#### TEXT EXTRACT
------------------------------------------------------------
Sympathy (2007)

Sympathy poster!Starring Marina Shtelen, Aaron Boucher, Steven Pritchard

Directed by Andrew Moorman

I can’t figure if it’s easier making an indie movie with smaller or bigger cast; on the one hand, with a big cast, you’ve got a lot of different talents you can parade to distract from other shortcomings of your film. With a small cast, you’ve only got a finite number of egos to deal with … but what happens if one of them is sick? Or can’t make it one day? You’d have to re-shoot your whole damn film up to that point…

Though I’m sure such things went through director Moorman’s head before he rolled out Sympathy, and in the long year it took to make it, but he managed to come out on the other end with a seamless indie effort … and I bet he’d tell you that shooting a movie with only three actors and one, count ‘em one, location was a lot better than you’d think. And a lot worse.

Sympathy starts off with bank robber, Trip (Pritchard) depositing his hostage, Sara (Shtelen) in a motel room with the impression given that they’ve just barely escaped the long arm of the law. Apparently Trip panicked when making his getaway from the cops hot on his heel and grabbed a beautiful young girl to make sure they didn’t shoot him. Cause you know how cops hate shooting pretty girls.

Things are tense for obvious reasons, though Sara acts tough she’s more freaked out than she would like Trip to believe, but they get even worse when Trip goes out for a while and comes back to find that escaped convict Dennis (Boucher) has now holed up in the very same motel room, apparently attracted to the scent of blood (at this point Sara has a shoulder wound).

Sounds like it’s too much of a coincidence? Honestly that’s the first thought that will cross your mind, but it won’t stick for long because there are just too many fucked up things going on in Sympathy to get distracted by minutia. Layers upon layers are pulled back through the film’s (over long) hour and forty minute running time, until you as the viewer can never be sure who’s lying about what and when and why and…

Well, let’s just say it’s a bit of a headfuck.
------------------------------------------------------------
#### LISTED ENTRIES
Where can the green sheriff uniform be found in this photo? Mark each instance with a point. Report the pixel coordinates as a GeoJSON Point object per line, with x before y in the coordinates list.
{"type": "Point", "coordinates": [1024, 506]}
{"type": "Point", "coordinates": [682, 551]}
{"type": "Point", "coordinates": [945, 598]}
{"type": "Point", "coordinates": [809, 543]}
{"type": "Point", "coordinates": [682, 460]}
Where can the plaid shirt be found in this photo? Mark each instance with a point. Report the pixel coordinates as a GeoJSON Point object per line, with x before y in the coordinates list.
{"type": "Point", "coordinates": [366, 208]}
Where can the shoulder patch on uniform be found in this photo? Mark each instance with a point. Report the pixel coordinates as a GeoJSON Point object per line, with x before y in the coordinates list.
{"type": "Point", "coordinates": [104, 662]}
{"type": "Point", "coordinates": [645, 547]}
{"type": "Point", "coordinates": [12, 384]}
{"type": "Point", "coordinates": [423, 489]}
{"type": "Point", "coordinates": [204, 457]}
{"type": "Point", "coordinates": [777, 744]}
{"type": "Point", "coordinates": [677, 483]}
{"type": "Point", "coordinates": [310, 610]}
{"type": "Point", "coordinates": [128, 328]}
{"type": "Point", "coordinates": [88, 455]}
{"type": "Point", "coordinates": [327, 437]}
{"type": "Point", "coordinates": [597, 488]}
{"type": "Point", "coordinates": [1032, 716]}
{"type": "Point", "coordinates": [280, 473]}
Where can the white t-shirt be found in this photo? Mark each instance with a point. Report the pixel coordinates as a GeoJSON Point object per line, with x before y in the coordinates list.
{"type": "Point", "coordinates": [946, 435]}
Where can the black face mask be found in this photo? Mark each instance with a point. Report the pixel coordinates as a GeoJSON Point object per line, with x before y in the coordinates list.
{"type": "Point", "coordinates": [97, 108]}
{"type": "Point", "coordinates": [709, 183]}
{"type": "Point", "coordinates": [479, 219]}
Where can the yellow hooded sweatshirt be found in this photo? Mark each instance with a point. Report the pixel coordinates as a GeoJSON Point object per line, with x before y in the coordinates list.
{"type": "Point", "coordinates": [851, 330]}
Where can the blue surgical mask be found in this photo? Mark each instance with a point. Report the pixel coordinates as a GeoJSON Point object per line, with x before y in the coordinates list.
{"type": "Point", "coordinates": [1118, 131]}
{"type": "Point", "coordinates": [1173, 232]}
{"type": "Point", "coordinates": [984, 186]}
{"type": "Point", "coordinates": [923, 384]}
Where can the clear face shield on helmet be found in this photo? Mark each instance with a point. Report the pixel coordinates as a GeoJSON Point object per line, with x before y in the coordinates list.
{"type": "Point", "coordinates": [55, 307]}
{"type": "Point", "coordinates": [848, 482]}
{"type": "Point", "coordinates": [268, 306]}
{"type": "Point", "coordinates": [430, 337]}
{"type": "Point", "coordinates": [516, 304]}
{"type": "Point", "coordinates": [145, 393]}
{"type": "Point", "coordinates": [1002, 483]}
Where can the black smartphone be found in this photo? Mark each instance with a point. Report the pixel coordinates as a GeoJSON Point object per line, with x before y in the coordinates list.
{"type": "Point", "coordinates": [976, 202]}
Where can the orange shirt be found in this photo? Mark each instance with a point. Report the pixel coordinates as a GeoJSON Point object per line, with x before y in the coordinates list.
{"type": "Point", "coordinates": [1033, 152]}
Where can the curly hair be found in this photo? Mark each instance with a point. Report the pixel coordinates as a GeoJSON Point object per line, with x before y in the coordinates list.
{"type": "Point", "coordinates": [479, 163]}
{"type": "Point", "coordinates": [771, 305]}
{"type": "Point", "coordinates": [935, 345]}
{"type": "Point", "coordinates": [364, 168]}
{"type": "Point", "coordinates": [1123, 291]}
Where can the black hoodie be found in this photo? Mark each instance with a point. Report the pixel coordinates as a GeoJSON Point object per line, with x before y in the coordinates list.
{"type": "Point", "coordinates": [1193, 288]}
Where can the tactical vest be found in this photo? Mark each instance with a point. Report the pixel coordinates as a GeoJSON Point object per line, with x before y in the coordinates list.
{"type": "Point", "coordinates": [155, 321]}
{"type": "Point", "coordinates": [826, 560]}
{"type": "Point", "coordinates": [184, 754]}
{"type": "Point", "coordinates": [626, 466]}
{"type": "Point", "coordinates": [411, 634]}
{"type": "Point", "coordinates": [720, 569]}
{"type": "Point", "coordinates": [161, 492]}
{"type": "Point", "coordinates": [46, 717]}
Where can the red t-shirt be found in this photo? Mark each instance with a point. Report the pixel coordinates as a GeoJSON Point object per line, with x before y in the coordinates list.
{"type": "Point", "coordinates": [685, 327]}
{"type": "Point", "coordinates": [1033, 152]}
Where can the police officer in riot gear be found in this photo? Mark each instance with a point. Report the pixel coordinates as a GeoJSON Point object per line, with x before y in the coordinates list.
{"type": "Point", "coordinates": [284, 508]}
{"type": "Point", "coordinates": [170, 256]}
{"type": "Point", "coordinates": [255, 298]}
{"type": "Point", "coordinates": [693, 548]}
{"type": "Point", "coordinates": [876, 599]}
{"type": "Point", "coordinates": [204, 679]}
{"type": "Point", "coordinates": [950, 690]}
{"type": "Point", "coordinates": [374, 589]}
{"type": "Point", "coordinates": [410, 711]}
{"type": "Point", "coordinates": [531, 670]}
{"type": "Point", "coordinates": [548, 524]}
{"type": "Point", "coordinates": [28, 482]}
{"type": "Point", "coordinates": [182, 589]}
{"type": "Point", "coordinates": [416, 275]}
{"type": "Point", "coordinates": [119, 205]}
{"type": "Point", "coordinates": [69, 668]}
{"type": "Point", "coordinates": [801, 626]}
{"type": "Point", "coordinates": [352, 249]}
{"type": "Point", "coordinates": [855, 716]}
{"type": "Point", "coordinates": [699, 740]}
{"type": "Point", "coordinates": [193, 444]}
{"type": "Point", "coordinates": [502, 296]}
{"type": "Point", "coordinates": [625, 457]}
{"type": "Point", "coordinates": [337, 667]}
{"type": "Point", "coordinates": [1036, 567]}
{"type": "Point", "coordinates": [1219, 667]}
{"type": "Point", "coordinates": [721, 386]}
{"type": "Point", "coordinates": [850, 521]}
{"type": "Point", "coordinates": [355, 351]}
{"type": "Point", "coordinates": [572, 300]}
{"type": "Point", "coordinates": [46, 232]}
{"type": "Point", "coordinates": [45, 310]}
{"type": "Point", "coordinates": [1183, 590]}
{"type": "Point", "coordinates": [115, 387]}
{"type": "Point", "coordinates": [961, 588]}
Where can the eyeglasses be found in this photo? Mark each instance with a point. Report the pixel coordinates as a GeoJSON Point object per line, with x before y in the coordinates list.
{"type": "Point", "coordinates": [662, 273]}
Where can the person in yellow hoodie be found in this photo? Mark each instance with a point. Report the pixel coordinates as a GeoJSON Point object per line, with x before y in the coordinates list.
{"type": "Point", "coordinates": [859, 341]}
------------------------------------------------------------
#### TASKS TO PERFORM
[A] Answer these about the Sympathy review, one per line:
(i) Who directed the film?
(ii) How many actors and locations were used to shoot it?
(iii) Where on her body is Sara wounded?
[B] Print the stretch of the Sympathy review from "Sympathy (2007)" through "a lot worse.".
The items were taken from a separate source.

#### SOLUTIONS BELOW
[A]
(i) Andrew Moorman
(ii) Three actors and one location
(iii) Her shoulder

[B]
Sympathy (2007)

Sympathy poster!Starring Marina Shtelen, Aaron Boucher, Steven Pritchard

Directed by Andrew Moorman

I can’t figure if it’s easier making an indie movie with smaller or bigger cast; on the one hand, with a big cast, you’ve got a lot of different talents you can parade to distract from other shortcomings of your film. With a small cast, you’ve only got a finite number of egos to deal with … but what happens if one of them is sick? Or can’t make it one day? You’d have to re-shoot your whole damn film up to that point…

Though I’m sure such things went through director Moorman’s head before he rolled out Sympathy, and in the long year it took to make it, but he managed to come out on the other end with a seamless indie effort … and I bet he’d tell you that shooting a movie with only three actors and one, count ‘em one, location was a lot better than you’d think. And a lot worse.